— TEXTO PARA LEER —
○ ○ ○
El cuento de las ranitas y la nata.

Hace nueve años, cuando no tenía ni la más remota idea de qué quería hacer con mi vida y psicología era solo uno de entre los muchos títulos sin contenido que incluí en mi lista de posibles carreras universitarias, leía entre otras cosas los libros de un psicólogo argentino que me gustaba mucho (raro, lo de que sea argentino y psicólogo digo) que se llamaba Jorge Bucay. Escribe tan sencillo y sus textos/cuentos son tan creativos, que activa tus procesos psicológicos más básicos sin que ni siquiera te hayas dado cuenta.

La motivación es uno de los procesos que Jorge (yo ya como si fuera mi amigo de toda la vida) fomenta en el lector. Un cuento que recuerdo me marcó fue el siguiente. Si me permitís, en este artículo voy a ser bastante más coloquial de lo habitual. La verdad, en plenos examenes, el rato que tengo para escribir en el blog me apetece darle otro tono a lo que escribo, no empeorando por ello la calidad del contenido.
○ ○ ○
— FRAGMENTOS DE DATOS —
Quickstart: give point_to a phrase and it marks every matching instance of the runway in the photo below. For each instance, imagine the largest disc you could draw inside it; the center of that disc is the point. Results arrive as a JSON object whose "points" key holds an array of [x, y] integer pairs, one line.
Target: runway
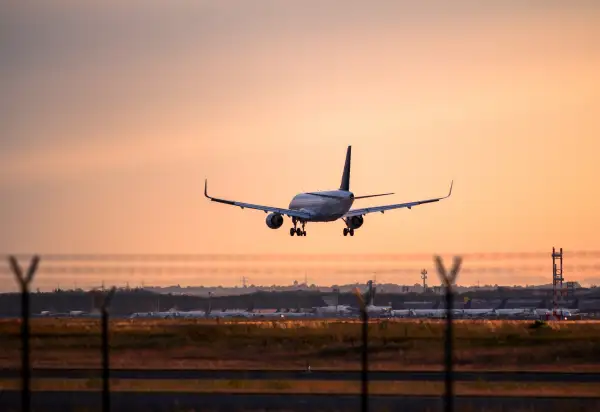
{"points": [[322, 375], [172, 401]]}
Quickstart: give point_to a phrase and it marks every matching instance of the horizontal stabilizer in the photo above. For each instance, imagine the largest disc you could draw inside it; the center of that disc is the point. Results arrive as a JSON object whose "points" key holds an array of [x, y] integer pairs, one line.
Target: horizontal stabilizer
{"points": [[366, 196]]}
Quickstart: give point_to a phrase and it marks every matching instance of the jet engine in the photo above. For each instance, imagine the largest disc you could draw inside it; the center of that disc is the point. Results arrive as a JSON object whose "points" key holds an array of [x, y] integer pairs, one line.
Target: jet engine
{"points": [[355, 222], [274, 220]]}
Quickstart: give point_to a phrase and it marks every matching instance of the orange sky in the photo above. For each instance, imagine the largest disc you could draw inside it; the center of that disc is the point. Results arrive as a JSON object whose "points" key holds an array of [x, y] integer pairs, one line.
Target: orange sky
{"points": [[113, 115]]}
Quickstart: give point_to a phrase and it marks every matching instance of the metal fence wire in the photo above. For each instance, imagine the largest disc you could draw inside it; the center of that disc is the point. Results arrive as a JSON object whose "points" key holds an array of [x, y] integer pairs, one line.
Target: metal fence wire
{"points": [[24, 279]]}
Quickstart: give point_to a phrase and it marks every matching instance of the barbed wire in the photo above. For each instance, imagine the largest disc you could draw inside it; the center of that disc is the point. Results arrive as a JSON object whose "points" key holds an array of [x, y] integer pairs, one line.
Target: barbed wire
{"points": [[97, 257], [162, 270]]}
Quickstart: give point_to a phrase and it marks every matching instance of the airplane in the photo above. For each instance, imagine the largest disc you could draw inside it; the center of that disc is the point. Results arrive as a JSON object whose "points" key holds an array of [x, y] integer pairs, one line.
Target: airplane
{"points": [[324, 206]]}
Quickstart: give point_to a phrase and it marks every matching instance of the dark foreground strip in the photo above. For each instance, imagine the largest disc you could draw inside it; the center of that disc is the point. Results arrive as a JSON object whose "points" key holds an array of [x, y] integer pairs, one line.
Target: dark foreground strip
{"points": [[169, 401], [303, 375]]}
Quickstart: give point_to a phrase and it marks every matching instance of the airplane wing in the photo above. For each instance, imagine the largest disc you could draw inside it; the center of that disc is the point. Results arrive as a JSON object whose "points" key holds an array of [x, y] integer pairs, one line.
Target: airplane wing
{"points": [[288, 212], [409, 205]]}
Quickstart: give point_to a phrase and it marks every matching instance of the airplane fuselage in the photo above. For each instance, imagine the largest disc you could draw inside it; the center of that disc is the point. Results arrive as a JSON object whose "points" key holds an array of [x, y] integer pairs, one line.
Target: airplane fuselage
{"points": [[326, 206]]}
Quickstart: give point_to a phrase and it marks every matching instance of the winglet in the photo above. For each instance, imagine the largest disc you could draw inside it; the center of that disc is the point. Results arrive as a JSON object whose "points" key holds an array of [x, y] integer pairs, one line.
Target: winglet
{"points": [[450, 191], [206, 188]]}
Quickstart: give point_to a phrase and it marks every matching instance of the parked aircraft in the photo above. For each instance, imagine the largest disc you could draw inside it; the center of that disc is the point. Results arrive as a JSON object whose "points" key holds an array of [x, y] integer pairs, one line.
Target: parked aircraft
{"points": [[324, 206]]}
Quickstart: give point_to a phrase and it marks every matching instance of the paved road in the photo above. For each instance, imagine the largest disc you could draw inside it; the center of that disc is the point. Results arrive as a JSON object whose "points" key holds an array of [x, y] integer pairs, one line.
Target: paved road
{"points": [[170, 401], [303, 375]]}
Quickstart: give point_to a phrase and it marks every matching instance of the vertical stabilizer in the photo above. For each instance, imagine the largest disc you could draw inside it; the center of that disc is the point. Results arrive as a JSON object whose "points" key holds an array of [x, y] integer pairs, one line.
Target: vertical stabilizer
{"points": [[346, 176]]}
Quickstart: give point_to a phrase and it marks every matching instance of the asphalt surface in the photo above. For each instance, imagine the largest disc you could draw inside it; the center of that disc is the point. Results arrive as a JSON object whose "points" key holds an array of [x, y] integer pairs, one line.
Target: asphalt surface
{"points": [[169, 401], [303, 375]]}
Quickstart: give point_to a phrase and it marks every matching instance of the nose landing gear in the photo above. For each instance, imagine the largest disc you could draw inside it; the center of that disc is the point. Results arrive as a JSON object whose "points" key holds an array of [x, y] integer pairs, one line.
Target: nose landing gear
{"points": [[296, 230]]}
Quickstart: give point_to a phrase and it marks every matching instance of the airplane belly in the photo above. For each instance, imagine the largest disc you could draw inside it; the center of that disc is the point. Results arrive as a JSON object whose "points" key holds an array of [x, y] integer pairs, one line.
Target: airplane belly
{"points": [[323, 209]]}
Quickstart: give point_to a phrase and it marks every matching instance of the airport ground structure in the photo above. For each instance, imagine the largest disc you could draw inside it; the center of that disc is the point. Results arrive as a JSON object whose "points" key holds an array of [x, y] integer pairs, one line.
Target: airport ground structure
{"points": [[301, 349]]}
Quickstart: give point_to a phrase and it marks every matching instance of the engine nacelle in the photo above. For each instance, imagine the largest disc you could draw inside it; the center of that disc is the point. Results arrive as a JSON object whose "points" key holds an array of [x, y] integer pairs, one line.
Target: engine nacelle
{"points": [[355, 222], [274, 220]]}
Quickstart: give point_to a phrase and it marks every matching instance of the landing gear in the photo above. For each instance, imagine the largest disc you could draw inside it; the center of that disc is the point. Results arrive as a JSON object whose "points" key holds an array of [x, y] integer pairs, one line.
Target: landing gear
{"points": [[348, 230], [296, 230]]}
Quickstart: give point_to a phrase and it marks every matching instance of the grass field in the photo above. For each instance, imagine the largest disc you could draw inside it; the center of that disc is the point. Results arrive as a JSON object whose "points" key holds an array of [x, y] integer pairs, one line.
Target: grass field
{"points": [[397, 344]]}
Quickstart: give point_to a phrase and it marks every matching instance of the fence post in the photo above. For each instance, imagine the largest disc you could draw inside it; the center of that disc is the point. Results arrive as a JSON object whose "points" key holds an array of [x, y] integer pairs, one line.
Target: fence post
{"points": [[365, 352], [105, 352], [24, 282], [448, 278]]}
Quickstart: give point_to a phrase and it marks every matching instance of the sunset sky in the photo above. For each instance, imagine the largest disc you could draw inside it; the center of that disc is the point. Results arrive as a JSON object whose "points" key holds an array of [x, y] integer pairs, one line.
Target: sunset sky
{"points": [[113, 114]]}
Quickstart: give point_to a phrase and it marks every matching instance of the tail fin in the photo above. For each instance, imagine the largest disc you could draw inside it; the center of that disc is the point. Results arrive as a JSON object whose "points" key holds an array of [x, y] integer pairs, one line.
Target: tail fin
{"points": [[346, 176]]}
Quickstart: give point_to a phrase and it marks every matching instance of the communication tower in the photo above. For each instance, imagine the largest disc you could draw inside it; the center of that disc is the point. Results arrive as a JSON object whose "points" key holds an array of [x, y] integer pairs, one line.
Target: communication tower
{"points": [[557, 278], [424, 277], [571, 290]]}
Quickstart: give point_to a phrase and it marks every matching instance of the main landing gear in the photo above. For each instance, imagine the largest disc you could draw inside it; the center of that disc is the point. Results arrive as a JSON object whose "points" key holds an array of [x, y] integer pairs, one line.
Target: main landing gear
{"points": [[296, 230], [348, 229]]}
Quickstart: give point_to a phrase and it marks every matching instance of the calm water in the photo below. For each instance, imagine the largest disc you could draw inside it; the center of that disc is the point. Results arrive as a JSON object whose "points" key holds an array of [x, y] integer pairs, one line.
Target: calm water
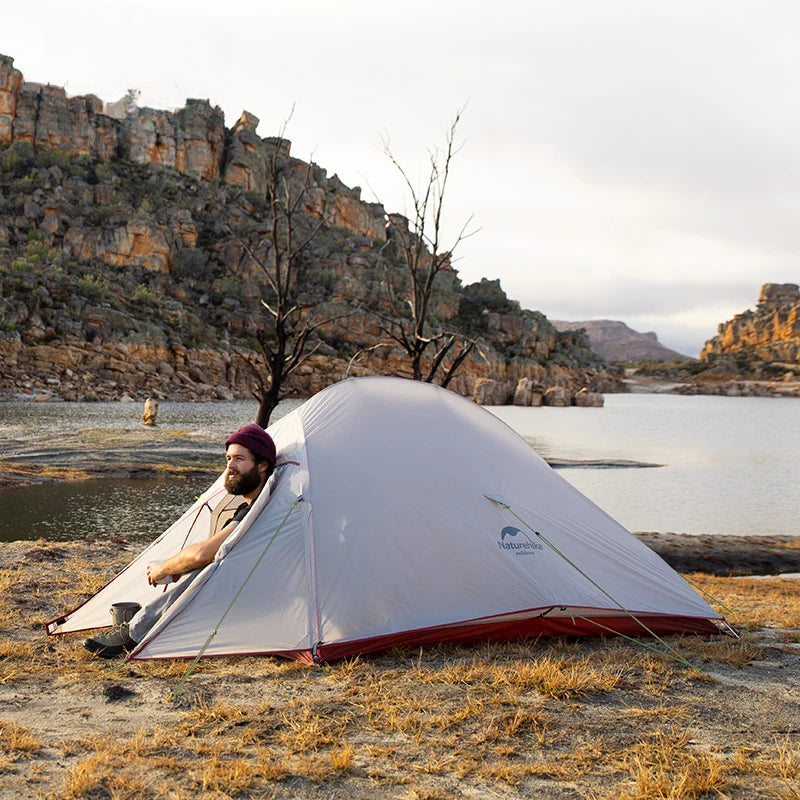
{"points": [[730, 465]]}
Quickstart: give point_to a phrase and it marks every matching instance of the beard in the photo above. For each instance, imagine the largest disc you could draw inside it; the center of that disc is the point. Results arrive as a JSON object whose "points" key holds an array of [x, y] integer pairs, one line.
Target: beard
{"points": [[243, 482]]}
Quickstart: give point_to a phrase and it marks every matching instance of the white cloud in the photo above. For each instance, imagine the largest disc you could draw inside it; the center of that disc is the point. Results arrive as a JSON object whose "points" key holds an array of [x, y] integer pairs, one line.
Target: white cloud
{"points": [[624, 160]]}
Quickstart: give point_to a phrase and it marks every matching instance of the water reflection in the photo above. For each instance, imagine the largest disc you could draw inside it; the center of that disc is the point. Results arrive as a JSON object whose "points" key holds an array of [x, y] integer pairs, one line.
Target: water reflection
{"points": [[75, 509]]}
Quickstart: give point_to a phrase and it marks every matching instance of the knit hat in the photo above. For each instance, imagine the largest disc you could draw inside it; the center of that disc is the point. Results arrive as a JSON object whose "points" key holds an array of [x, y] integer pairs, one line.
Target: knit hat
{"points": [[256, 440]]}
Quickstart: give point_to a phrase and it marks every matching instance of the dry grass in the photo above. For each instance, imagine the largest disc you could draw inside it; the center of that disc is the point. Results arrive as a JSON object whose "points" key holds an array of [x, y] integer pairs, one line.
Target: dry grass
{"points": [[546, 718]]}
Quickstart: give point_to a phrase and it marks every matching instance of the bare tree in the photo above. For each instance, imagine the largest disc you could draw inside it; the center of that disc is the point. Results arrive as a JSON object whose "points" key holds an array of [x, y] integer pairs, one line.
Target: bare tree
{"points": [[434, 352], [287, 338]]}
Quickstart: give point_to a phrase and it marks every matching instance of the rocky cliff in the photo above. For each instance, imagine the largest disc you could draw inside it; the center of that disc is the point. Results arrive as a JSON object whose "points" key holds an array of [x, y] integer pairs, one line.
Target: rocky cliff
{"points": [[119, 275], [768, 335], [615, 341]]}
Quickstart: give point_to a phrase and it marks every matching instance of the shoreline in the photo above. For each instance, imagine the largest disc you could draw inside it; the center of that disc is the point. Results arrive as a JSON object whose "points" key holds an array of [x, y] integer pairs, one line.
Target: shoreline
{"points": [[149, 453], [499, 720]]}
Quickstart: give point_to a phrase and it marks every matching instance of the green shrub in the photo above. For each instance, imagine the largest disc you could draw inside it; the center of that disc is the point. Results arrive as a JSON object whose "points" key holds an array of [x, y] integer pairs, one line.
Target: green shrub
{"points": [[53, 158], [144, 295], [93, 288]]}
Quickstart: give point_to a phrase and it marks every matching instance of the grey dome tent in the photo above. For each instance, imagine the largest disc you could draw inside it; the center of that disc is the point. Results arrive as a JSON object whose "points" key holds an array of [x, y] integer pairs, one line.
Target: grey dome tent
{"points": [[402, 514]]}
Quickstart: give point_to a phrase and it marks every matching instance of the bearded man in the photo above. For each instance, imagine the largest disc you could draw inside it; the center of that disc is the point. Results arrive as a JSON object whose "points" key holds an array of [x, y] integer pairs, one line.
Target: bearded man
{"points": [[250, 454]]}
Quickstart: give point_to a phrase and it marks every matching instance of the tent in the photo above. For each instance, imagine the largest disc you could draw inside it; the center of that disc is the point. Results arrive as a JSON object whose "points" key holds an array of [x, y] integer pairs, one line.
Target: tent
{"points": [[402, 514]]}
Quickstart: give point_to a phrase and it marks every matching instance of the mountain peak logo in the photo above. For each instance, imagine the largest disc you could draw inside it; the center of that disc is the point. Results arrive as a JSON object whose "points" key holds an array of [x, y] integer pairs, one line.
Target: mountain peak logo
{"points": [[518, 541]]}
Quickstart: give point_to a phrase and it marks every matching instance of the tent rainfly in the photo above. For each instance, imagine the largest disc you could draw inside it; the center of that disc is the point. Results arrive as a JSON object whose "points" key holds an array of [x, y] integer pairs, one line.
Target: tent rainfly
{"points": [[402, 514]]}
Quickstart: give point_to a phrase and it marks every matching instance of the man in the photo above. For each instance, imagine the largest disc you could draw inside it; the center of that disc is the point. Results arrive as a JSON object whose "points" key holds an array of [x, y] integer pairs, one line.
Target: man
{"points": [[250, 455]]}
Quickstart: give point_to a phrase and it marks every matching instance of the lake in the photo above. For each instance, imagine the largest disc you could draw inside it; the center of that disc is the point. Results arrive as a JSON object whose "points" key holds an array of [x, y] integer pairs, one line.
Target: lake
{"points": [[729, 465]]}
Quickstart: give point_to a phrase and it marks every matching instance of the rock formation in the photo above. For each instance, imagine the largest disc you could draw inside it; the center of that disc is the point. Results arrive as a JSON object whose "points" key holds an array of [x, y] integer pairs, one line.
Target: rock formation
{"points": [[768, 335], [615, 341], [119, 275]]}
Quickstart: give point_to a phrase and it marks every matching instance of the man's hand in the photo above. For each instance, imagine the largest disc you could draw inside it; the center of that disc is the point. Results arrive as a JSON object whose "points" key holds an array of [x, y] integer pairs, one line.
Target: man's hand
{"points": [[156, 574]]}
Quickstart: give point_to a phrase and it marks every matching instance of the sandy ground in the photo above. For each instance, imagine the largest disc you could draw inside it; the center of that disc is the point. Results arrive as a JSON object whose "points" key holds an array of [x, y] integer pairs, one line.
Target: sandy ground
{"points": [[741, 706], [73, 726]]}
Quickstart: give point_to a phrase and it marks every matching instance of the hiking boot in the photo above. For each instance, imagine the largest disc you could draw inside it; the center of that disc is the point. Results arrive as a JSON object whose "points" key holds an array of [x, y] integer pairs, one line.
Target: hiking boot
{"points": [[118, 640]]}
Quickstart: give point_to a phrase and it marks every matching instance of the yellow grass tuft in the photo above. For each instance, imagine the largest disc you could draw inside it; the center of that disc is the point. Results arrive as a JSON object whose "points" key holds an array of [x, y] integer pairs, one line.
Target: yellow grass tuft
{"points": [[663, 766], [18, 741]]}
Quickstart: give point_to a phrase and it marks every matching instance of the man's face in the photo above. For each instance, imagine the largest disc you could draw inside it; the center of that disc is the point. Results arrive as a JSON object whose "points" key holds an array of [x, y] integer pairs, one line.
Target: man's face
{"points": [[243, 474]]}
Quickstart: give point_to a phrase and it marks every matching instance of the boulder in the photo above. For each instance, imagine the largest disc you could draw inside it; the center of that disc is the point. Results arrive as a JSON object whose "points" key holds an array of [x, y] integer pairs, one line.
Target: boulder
○ ○ ○
— TAREA —
Sigue escribiendo el texto sobre las ranitas y la nata a partir de su última frase. Los datos no tienen relación con el texto sobre las ranitas y la nata.

— RESPUESTA —
El cuento no lo voy a buscar para copiarlo, lo contaré tal y como yo lo recuerdo:

Las ranitas y la nata


Érase una vez un par de ranitas que daban saltitos por el... campito (vaya manera de empezar, parezco Ned Flanders), cuando de repente encontraron un cubo de madera. Curiosas, las ranitas quisieron saber qué había en aquel atractivo cubo y saltaron al borde para asomarse, con tan mala suerte que ambas cayeron dentro. El cubo estaba lleno de nata. Inmediatamente se dieron cuenta de que se hundían; era imposible nadar o flotar en aquella masa espesa como arenas movedizas. Al principio, las dos ranas patalearon en la nata para llegar al borde del recipiente, pero era inútil. Solo conseguían chapotear en el mismo lugar y hundirse. Sentían que cada vez era más difícil llegar a la superficie y respirar.